| Aim of the task |
Work out how many lines in this listing hold the word "lower", and give the number with nothing added.

| Available data |
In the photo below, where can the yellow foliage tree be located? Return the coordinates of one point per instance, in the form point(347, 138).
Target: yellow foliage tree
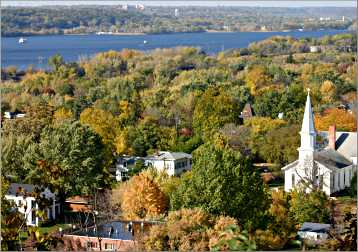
point(328, 91)
point(121, 143)
point(141, 198)
point(262, 125)
point(282, 227)
point(62, 115)
point(257, 78)
point(344, 120)
point(102, 122)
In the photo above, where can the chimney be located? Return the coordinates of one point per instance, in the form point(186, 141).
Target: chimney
point(332, 137)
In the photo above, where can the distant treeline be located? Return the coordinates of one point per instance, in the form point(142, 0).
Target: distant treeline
point(18, 21)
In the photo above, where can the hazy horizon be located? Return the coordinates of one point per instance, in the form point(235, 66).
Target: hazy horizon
point(277, 3)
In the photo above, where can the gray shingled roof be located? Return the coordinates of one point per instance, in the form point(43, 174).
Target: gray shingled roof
point(20, 189)
point(332, 159)
point(169, 155)
point(314, 227)
point(346, 142)
point(114, 230)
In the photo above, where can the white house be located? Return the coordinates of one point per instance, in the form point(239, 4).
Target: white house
point(174, 163)
point(315, 232)
point(330, 168)
point(23, 196)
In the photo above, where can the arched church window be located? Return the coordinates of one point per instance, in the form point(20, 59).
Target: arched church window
point(293, 179)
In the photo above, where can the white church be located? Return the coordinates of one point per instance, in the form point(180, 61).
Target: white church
point(330, 168)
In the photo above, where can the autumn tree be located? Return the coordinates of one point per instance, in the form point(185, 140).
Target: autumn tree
point(61, 115)
point(343, 120)
point(141, 198)
point(328, 91)
point(257, 78)
point(37, 117)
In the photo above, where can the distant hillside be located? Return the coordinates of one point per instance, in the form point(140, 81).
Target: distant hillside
point(91, 19)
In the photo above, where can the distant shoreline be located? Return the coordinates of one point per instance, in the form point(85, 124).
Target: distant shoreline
point(159, 33)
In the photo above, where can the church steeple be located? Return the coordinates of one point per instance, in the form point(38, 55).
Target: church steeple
point(308, 133)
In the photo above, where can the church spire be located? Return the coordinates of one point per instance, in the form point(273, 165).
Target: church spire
point(308, 132)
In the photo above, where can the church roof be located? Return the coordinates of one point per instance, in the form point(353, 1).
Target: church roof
point(331, 159)
point(346, 142)
point(308, 122)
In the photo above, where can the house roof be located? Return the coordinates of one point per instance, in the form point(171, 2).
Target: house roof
point(314, 227)
point(293, 164)
point(346, 143)
point(117, 230)
point(332, 159)
point(161, 155)
point(20, 189)
point(114, 230)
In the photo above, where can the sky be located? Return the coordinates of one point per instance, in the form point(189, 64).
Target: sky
point(267, 3)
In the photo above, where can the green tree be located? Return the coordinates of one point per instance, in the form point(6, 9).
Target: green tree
point(56, 61)
point(280, 145)
point(68, 160)
point(11, 221)
point(310, 207)
point(223, 182)
point(213, 110)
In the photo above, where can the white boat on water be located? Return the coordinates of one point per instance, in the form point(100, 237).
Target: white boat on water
point(22, 40)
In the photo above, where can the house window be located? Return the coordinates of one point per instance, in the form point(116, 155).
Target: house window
point(344, 178)
point(108, 246)
point(33, 216)
point(91, 245)
point(293, 179)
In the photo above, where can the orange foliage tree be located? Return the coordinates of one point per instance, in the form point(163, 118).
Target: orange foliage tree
point(141, 198)
point(343, 120)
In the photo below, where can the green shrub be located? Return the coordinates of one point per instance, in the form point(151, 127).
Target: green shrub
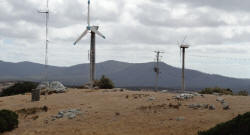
point(243, 93)
point(238, 126)
point(105, 83)
point(19, 88)
point(216, 90)
point(8, 120)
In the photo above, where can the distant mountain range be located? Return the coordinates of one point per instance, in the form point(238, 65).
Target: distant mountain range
point(123, 75)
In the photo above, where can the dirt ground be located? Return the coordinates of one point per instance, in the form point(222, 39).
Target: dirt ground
point(121, 113)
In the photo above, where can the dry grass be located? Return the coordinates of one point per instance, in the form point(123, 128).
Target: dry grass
point(120, 113)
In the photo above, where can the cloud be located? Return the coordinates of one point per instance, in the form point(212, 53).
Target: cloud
point(133, 29)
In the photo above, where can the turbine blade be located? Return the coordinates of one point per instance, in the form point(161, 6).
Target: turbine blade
point(93, 29)
point(81, 36)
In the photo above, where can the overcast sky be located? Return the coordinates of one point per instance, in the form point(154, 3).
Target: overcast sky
point(217, 30)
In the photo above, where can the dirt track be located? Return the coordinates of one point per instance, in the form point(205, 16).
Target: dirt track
point(121, 113)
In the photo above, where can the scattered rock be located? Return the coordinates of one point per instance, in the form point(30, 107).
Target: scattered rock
point(53, 87)
point(180, 118)
point(184, 96)
point(70, 114)
point(151, 98)
point(199, 106)
point(164, 91)
point(194, 106)
point(211, 107)
point(220, 99)
point(175, 106)
point(57, 87)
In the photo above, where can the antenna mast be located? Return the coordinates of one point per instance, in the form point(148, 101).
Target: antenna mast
point(157, 69)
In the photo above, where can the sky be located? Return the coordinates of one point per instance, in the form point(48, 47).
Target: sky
point(217, 30)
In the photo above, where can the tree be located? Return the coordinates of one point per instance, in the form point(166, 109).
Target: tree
point(105, 83)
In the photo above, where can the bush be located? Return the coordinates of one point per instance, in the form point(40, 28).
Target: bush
point(243, 93)
point(105, 83)
point(8, 120)
point(216, 90)
point(19, 88)
point(238, 126)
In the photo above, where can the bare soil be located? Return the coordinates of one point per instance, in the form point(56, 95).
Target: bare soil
point(120, 113)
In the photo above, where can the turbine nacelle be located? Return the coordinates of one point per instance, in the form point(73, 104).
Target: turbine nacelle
point(90, 29)
point(184, 46)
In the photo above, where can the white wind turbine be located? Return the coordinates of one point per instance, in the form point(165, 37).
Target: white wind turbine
point(93, 30)
point(183, 48)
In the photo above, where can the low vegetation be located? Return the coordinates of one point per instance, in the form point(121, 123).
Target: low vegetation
point(217, 90)
point(243, 93)
point(19, 88)
point(30, 111)
point(105, 83)
point(238, 126)
point(8, 120)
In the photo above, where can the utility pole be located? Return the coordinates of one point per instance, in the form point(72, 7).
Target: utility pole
point(157, 69)
point(183, 48)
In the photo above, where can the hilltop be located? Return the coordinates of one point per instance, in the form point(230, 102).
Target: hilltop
point(123, 75)
point(109, 112)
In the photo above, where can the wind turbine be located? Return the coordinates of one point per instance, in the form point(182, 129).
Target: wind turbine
point(46, 12)
point(183, 48)
point(93, 30)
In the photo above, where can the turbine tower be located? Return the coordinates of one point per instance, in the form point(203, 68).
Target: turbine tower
point(157, 69)
point(183, 48)
point(93, 30)
point(46, 12)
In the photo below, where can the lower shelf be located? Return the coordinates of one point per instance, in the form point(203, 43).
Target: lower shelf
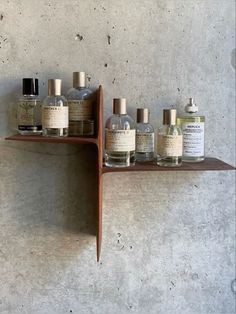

| Output of the exercise |
2